- **What is needed**:
The records below are to be repeated exactly, minus any pictures.

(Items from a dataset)

== Segment start ==

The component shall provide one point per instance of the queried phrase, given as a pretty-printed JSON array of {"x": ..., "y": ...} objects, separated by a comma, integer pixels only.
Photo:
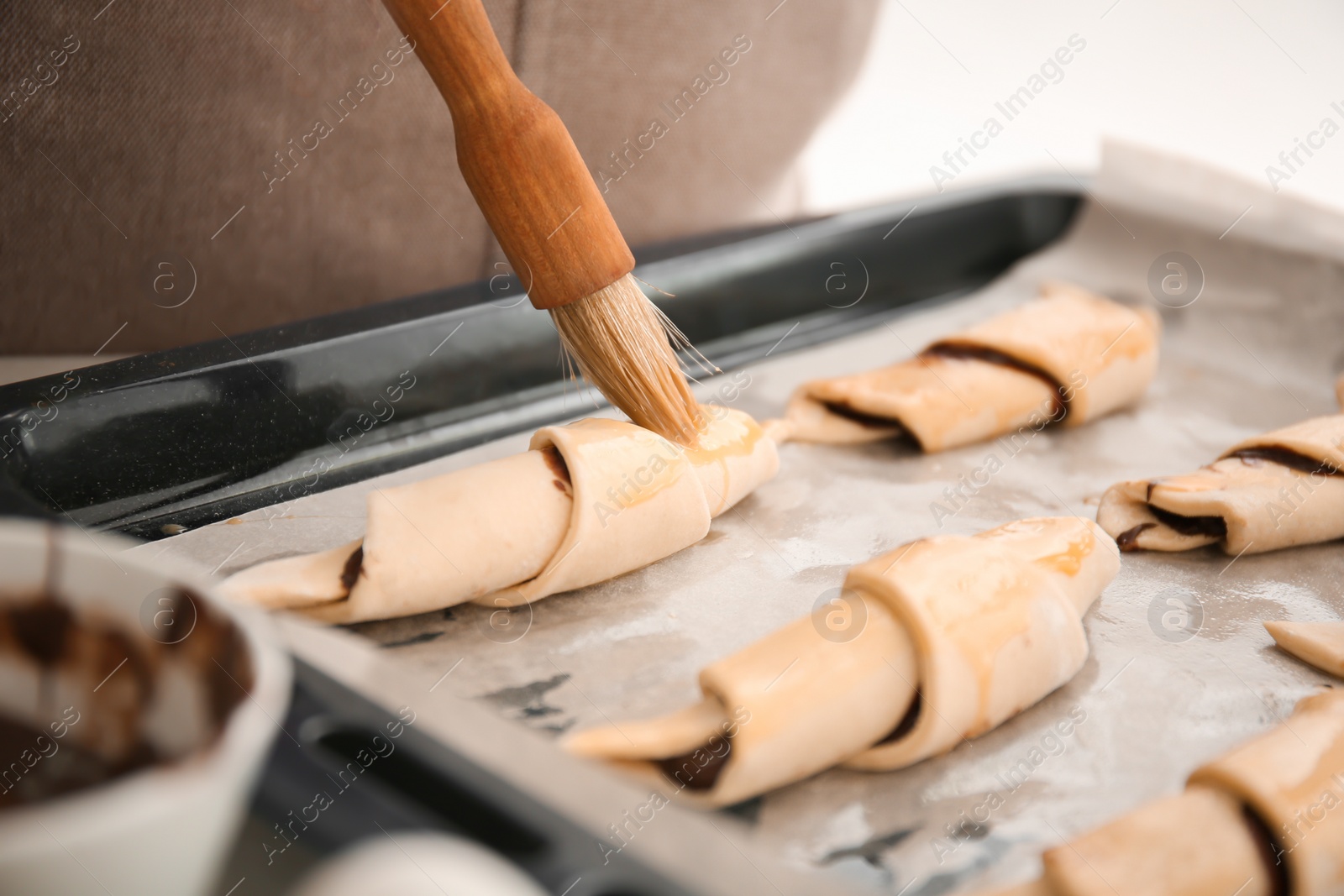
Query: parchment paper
[{"x": 1257, "y": 349}]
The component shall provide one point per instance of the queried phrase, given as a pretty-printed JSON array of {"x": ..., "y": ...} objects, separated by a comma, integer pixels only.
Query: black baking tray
[{"x": 158, "y": 443}]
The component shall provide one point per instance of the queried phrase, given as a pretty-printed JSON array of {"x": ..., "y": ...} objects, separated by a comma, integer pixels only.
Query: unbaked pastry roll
[
  {"x": 1263, "y": 820},
  {"x": 589, "y": 501},
  {"x": 947, "y": 638},
  {"x": 1273, "y": 490},
  {"x": 1319, "y": 644},
  {"x": 1068, "y": 356}
]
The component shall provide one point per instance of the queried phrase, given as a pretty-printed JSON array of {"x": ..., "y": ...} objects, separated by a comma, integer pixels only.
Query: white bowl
[{"x": 165, "y": 828}]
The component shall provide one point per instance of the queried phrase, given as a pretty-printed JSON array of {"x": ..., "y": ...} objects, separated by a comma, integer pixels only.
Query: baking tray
[
  {"x": 158, "y": 443},
  {"x": 1257, "y": 349}
]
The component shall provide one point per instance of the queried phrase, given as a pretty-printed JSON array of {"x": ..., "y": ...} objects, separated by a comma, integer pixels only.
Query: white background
[{"x": 1230, "y": 82}]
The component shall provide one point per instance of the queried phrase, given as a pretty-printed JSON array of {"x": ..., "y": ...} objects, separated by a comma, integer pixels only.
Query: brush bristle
[{"x": 624, "y": 345}]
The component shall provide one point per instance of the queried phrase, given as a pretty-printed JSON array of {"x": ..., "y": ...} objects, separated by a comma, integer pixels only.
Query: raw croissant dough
[
  {"x": 1319, "y": 644},
  {"x": 1263, "y": 820},
  {"x": 1273, "y": 490},
  {"x": 1068, "y": 356},
  {"x": 589, "y": 501},
  {"x": 954, "y": 636}
]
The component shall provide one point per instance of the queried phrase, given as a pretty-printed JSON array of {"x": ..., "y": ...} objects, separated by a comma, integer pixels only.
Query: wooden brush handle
[{"x": 517, "y": 156}]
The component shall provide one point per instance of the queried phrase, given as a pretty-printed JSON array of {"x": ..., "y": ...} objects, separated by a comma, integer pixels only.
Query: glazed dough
[
  {"x": 1319, "y": 644},
  {"x": 1274, "y": 490},
  {"x": 958, "y": 634},
  {"x": 589, "y": 501},
  {"x": 1068, "y": 356},
  {"x": 1263, "y": 813}
]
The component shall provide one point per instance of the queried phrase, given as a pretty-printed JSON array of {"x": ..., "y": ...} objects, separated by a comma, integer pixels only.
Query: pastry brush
[{"x": 550, "y": 217}]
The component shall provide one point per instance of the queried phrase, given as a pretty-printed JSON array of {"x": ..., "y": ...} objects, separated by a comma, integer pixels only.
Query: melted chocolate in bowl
[{"x": 87, "y": 698}]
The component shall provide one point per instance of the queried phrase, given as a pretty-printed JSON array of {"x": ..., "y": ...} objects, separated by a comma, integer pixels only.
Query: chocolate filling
[
  {"x": 992, "y": 356},
  {"x": 42, "y": 629},
  {"x": 349, "y": 573},
  {"x": 40, "y": 763},
  {"x": 559, "y": 468},
  {"x": 907, "y": 721},
  {"x": 687, "y": 772},
  {"x": 1270, "y": 851},
  {"x": 871, "y": 421},
  {"x": 1289, "y": 458},
  {"x": 1214, "y": 526},
  {"x": 1126, "y": 539},
  {"x": 58, "y": 766}
]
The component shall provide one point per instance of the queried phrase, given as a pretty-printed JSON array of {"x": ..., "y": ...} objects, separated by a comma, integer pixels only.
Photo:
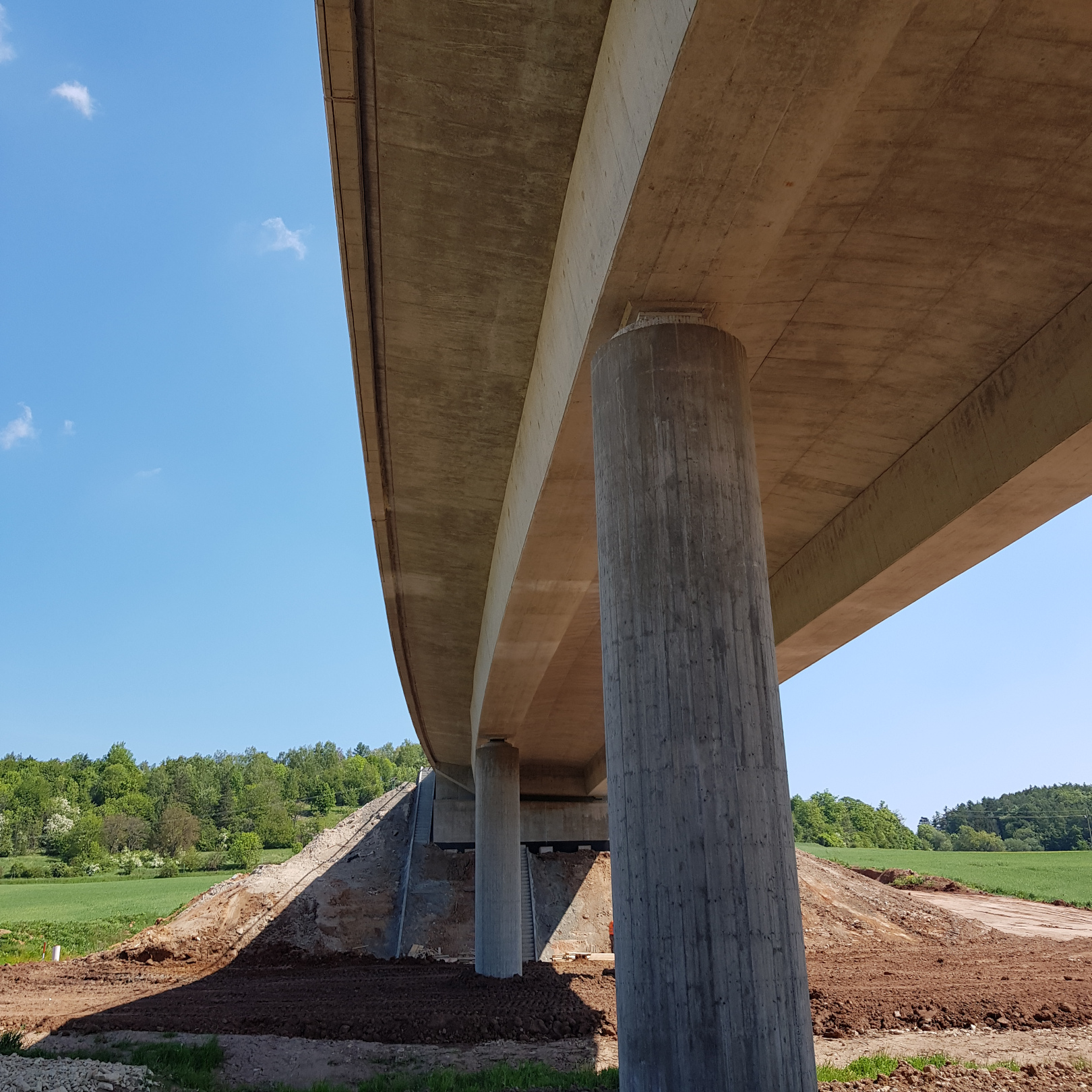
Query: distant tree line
[
  {"x": 845, "y": 822},
  {"x": 1049, "y": 817},
  {"x": 82, "y": 810}
]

== Segment end ==

- **Completed task**:
The component shall provide one point per instance of the queried phrase, given as a pretty-printed JSON array of {"x": ..., "y": ...} objects, separated by a comma, integer pixels only.
Photo:
Query: parchment paper
[{"x": 1257, "y": 349}]
The component shall provide one point per instance of the queried phrase, given as a pretty-printed JSON array of {"x": ..., "y": ...} objects, separated by a comma, integer pixels only.
Query: black baking tray
[{"x": 158, "y": 443}]
The component shall provide one point per instance of the queried phrase, given as a pretty-printed JSON array of {"x": ..., "y": ...} objects, separated by a comma, integer pixels only.
Query: unbaked pastry roll
[
  {"x": 1263, "y": 820},
  {"x": 589, "y": 501},
  {"x": 947, "y": 638},
  {"x": 1273, "y": 490},
  {"x": 1319, "y": 644},
  {"x": 1068, "y": 356}
]
The component shall provide one point per instance of the queried phrase, given as a pretty-printed JSON array of {"x": ..., "y": ...} objects, separated by a comma, integer pixels only.
Query: white bowl
[{"x": 165, "y": 828}]
The component shall provide one point per instance of the queried phrase, given as a pretty-printed JSON array of {"x": ..., "y": ...} objects, separated by a comma, integer pixels only.
Query: baking tray
[
  {"x": 158, "y": 443},
  {"x": 1257, "y": 349}
]
The component shall provide one point per instance of the queried phrase, given as a pretty-printed JSON array of {"x": ..., "y": ...} objects, separated by a comma, integer pixels only.
Query: white background
[{"x": 1230, "y": 82}]
The component shall provide one point per instance of the queried phrase, given as a pretty-printed JSON array of {"x": ..., "y": ...} objects, separated by a comma, integer pixels only.
Query: brush bristle
[{"x": 624, "y": 345}]
The component shall provide one point per instance of the queried phrase, given as a pretty-printed JSON array of {"x": ..., "y": ...} objects, separated by a comma, integer pixels only.
Query: raw croissant dough
[
  {"x": 1319, "y": 644},
  {"x": 1263, "y": 820},
  {"x": 1273, "y": 490},
  {"x": 1068, "y": 356},
  {"x": 589, "y": 501},
  {"x": 954, "y": 636}
]
The component shall provide one point per instance of the queried phrase, given as a pretty-printed JSON array of {"x": ..., "y": ...} objects, separated by a comma, integer pixels only.
Query: wooden brush handle
[{"x": 517, "y": 156}]
The component shall provide one point per instance of the queried phrase, given as a pretty-printed JSON array of {"x": ..., "y": ...} objects, separated by a comma, integer pixels only.
Query: glazed dough
[
  {"x": 1319, "y": 644},
  {"x": 1274, "y": 490},
  {"x": 958, "y": 634},
  {"x": 589, "y": 501},
  {"x": 1068, "y": 356},
  {"x": 1263, "y": 813}
]
The component shall provide one point per instance of the queried phrase, given as a pretty-printed JSON array of {"x": ..., "y": ...} objects, separated by a comma, integer pixels only.
Query: pastry brush
[{"x": 550, "y": 217}]
The component shall provide one point per instance of the queried phrase, given as a pretty-printed JSON array of {"x": ..., "y": ...} objects, separated by a comma, integer pixels only.
Query: melted chocolate in bowl
[{"x": 87, "y": 698}]
The component shall provide one point per instance of the queried phrase, given as a pretty-printed JSON array of {"x": ..., "y": ...} objects, separated by a comma, integer pixels only.
Query: chocolate filling
[
  {"x": 992, "y": 356},
  {"x": 42, "y": 629},
  {"x": 349, "y": 573},
  {"x": 40, "y": 763},
  {"x": 559, "y": 468},
  {"x": 907, "y": 721},
  {"x": 687, "y": 772},
  {"x": 1270, "y": 851},
  {"x": 871, "y": 421},
  {"x": 1289, "y": 458},
  {"x": 1214, "y": 526},
  {"x": 1126, "y": 539},
  {"x": 58, "y": 766}
]
The component shall provide one point per instance of the queried phrase, given as a pretty-printed JSON array of {"x": ..., "y": ...} objects, separated by a comma, integer pixels only.
Photo:
Query: distant tree line
[
  {"x": 845, "y": 822},
  {"x": 1049, "y": 817},
  {"x": 82, "y": 810}
]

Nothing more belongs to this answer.